:: EXERCISE PROMPT ::
Format every line of the entries below as a JSON array of strings, one string per line, leaving out blank lines.

:: INFORMATION PROVIDED ::
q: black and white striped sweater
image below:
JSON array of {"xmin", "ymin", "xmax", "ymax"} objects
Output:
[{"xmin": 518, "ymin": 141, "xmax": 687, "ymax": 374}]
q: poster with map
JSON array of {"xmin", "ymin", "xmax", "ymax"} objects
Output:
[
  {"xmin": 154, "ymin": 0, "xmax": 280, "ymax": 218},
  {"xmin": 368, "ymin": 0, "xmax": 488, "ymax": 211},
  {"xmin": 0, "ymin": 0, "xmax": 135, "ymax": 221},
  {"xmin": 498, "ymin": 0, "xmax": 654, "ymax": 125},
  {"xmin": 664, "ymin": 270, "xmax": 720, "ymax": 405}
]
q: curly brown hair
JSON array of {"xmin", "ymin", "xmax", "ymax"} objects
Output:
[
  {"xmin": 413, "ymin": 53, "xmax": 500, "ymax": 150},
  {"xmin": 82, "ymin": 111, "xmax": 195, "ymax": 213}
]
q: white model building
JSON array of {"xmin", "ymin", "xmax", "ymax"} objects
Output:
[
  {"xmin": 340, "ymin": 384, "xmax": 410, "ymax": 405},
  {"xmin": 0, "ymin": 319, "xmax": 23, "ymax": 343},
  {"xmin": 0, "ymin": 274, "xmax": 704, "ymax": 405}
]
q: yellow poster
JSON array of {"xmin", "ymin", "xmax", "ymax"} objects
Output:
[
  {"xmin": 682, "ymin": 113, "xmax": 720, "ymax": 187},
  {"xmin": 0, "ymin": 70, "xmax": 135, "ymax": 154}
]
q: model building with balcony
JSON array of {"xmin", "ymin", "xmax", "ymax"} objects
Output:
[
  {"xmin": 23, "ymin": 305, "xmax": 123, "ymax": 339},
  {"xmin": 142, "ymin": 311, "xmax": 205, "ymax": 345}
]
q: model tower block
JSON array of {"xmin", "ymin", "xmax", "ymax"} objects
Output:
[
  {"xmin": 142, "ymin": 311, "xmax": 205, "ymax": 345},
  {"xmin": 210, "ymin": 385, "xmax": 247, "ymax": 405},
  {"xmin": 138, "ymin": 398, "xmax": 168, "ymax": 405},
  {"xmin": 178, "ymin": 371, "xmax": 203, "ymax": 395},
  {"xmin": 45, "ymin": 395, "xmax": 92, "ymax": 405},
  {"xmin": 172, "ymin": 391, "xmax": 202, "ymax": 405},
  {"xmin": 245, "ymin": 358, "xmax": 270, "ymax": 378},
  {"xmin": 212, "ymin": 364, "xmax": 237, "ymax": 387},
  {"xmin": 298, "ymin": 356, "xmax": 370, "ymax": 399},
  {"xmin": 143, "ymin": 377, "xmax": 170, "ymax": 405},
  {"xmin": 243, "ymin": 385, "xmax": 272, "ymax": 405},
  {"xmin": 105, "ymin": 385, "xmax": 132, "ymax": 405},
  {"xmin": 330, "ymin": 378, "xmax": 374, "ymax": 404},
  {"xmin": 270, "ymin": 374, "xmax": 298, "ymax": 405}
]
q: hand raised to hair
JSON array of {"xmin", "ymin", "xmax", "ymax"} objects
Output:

:: FINAL ANSWER ::
[
  "q: black and white striped sweater",
  "image below:",
  "JSON array of {\"xmin\", \"ymin\", \"xmax\", \"ymax\"} objects",
  "Output:",
  "[{\"xmin\": 518, \"ymin\": 141, \"xmax\": 687, \"ymax\": 374}]",
  "q: poster with map",
  "JSON array of {\"xmin\", \"ymin\", \"xmax\", \"ymax\"} objects",
  "Output:",
  "[",
  "  {\"xmin\": 154, \"ymin\": 0, \"xmax\": 280, \"ymax\": 218},",
  "  {\"xmin\": 368, \"ymin\": 0, \"xmax\": 488, \"ymax\": 211},",
  "  {\"xmin\": 0, \"ymin\": 0, \"xmax\": 135, \"ymax\": 221},",
  "  {\"xmin\": 498, \"ymin\": 0, \"xmax\": 654, \"ymax\": 125},",
  "  {\"xmin\": 664, \"ymin\": 270, \"xmax\": 720, \"ymax\": 405}",
  "]",
  "q: curly brown hair",
  "JSON array of {\"xmin\", \"ymin\", \"xmax\", \"ymax\"} objects",
  "Output:",
  "[",
  "  {\"xmin\": 413, \"ymin\": 53, \"xmax\": 500, \"ymax\": 150},",
  "  {\"xmin\": 82, \"ymin\": 111, \"xmax\": 195, \"ymax\": 213}",
  "]",
  "q: white model building",
  "JSON array of {\"xmin\", \"ymin\", \"xmax\", \"ymax\"} objects",
  "Output:",
  "[",
  "  {\"xmin\": 340, \"ymin\": 384, \"xmax\": 410, \"ymax\": 405},",
  "  {\"xmin\": 0, \"ymin\": 319, \"xmax\": 23, \"ymax\": 343},",
  "  {\"xmin\": 0, \"ymin\": 274, \"xmax\": 704, \"ymax\": 405}",
  "]",
  "q: yellow poster",
  "JSON array of {\"xmin\", \"ymin\", \"xmax\", \"ymax\"} objects",
  "Output:",
  "[",
  "  {\"xmin\": 682, \"ymin\": 113, \"xmax\": 720, \"ymax\": 187},",
  "  {\"xmin\": 0, \"ymin\": 70, \"xmax\": 135, \"ymax\": 154}",
  "]",
  "q: model building with balcony",
  "JSON array of {\"xmin\", \"ymin\", \"xmax\", \"ymax\"} objects",
  "Output:",
  "[",
  "  {\"xmin\": 23, \"ymin\": 305, \"xmax\": 123, \"ymax\": 339},",
  "  {\"xmin\": 142, \"ymin\": 311, \"xmax\": 205, \"ymax\": 345}",
  "]",
  "q: model tower block",
  "JSON array of {\"xmin\", \"ymin\", \"xmax\", \"ymax\"} objects",
  "Output:",
  "[",
  "  {\"xmin\": 142, \"ymin\": 311, \"xmax\": 205, \"ymax\": 345},",
  "  {\"xmin\": 210, \"ymin\": 385, \"xmax\": 247, \"ymax\": 405},",
  "  {\"xmin\": 138, \"ymin\": 398, \"xmax\": 168, \"ymax\": 405},",
  "  {\"xmin\": 178, \"ymin\": 371, \"xmax\": 203, \"ymax\": 395},",
  "  {\"xmin\": 45, \"ymin\": 395, \"xmax\": 92, \"ymax\": 405},",
  "  {\"xmin\": 172, \"ymin\": 391, \"xmax\": 202, \"ymax\": 405},",
  "  {\"xmin\": 245, \"ymin\": 358, \"xmax\": 270, \"ymax\": 378},",
  "  {\"xmin\": 212, \"ymin\": 364, \"xmax\": 237, \"ymax\": 387},",
  "  {\"xmin\": 298, \"ymin\": 356, \"xmax\": 370, \"ymax\": 399},",
  "  {\"xmin\": 143, \"ymin\": 377, \"xmax\": 170, \"ymax\": 405},",
  "  {\"xmin\": 243, \"ymin\": 385, \"xmax\": 272, \"ymax\": 405},",
  "  {\"xmin\": 105, \"ymin\": 385, \"xmax\": 132, \"ymax\": 405},",
  "  {\"xmin\": 330, \"ymin\": 378, \"xmax\": 374, \"ymax\": 404},",
  "  {\"xmin\": 270, \"ymin\": 374, \"xmax\": 298, \"ymax\": 405}",
  "]",
  "q: hand raised to hair",
  "JSON array of {\"xmin\", \"ymin\", \"xmax\", \"ymax\"} objects",
  "Output:"
]